- **Exercise details**
Nothing may be left out or changed. Print every entry.

*** Dataset excerpts

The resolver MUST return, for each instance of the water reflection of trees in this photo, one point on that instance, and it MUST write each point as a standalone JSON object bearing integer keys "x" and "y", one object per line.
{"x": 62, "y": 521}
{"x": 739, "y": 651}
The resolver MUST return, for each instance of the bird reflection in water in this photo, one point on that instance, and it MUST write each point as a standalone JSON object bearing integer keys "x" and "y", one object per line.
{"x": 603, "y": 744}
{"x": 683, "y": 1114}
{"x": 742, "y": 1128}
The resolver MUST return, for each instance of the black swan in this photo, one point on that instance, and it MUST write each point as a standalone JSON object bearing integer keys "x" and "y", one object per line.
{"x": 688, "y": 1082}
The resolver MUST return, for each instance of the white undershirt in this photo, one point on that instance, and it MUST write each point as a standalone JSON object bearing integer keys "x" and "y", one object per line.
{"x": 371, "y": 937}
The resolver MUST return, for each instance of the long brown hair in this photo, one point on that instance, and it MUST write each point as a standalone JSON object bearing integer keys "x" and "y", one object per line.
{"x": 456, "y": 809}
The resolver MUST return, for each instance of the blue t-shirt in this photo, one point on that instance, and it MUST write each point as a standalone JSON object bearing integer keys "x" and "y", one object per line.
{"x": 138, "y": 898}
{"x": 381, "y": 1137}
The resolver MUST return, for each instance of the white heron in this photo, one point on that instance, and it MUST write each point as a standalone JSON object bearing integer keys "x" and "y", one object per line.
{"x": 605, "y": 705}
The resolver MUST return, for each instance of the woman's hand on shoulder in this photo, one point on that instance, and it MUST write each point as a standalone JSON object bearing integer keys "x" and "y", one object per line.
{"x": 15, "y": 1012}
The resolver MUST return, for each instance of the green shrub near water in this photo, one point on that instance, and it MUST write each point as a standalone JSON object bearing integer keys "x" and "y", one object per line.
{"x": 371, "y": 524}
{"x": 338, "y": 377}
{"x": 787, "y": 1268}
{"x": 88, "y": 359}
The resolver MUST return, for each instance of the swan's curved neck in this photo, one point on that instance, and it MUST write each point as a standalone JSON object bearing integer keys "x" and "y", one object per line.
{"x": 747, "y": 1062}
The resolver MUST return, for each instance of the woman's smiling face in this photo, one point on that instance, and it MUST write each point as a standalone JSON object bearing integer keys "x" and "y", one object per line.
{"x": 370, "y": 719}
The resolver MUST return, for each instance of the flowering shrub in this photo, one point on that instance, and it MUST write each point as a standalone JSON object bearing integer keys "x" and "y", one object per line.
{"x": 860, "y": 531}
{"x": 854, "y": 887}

******

- **Result**
The resolver MUST return, for each instance of the water reflection of trees in this photo, one point on that instance, and it MUST write each point as a standalone JSON object bearing integer keys "x" and "y", one object per line.
{"x": 62, "y": 521}
{"x": 739, "y": 651}
The resolver MUST return, for each instance of the bird reflection in water in this photo, one point on that instance, and it MUST write each point as a standalone JSON object bearing integer keys "x" and "y", one object per line.
{"x": 603, "y": 744}
{"x": 683, "y": 1114}
{"x": 742, "y": 1128}
The resolver MUST return, for each instance of the black swan in this photo, one point on that instance, and it MUST write each point as a standalone JSON object bearing integer keys "x" and "y", one object per line.
{"x": 688, "y": 1082}
The resolver MUST return, for each instance of the white undershirt in this photo, one point on that instance, and it MUST write each point as a standalone JSON object bearing integer keys "x" and "y", one object per line.
{"x": 371, "y": 937}
The resolver MUST return, for each instance of the long brown hair in this photo, one point on that instance, and it MUST write each point as a standalone JSON object bearing integer keys "x" and "y", one object per line.
{"x": 456, "y": 809}
The resolver MUST return, for each instance of the blue t-shirt in this photo, one point on that instance, and it MUST write each point as a standalone JSON object bearing integer keys "x" and "y", one object per line.
{"x": 138, "y": 898}
{"x": 381, "y": 1137}
The resolver MUST return, for each instance of the white heron in this photo, one point on that instance, and it MUST write each point as a standalone JSON object bearing integer keys "x" and "y", one object per line.
{"x": 605, "y": 705}
The resolver MUST return, for each instance of the woman's hand on shoulder in this photo, one point on that instance, and it MUST write each point as a standalone JSON object bearing integer keys "x" and "y", one object per line.
{"x": 15, "y": 1012}
The resolver MUST return, for each instance of the green shrub near water in this photo, one point on that instance, and it MUST write each point as a standalone JSON object bearing integer keys "x" and "y", one object per line.
{"x": 371, "y": 524}
{"x": 338, "y": 377}
{"x": 787, "y": 1268}
{"x": 88, "y": 359}
The resolver MUST return, for each instance of the swan's curved neck in this photo, one point on that instance, and it MUST write each point as a standalone JSON object bearing integer keys "x" and "y", one object per line.
{"x": 747, "y": 1062}
The resolver MUST return, for each instance of the woman's smiling face in this photo, one point on that instance, and it MUST write each point as a standalone JSON object bearing integer keys "x" and "y", one object per line.
{"x": 370, "y": 719}
The resolver MUST return, for each instance of the flowering shrub in this photo, one point on that instance, and it MUST write each point as a standalone JSON object bearing integer keys "x" and "y", one object per line.
{"x": 860, "y": 531}
{"x": 854, "y": 887}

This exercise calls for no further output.